» **WHAT IS NEEDED**
Identify every row that contains the word "children" and copy each of those rows in full.
____ PROVIDED RECORDS
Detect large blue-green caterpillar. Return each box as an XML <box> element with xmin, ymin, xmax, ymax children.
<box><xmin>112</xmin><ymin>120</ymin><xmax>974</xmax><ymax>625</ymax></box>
________
____ PROVIDED RECORDS
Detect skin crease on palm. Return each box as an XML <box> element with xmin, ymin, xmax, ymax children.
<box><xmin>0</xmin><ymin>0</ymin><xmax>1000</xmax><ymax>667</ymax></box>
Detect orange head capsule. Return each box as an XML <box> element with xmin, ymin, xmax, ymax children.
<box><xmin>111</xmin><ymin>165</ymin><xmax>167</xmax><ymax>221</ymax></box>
________
» **WORKED SOLUTION**
Detect large blue-green caterpillar. Return each box as an XML <box> element with xmin, ymin, xmax, ymax children.
Detect skin crease on palm. Return each box as an XML <box> element with xmin, ymin, xmax, ymax children.
Detect orange head capsule. Return each box as an XML <box> element with xmin, ymin, xmax, ymax children.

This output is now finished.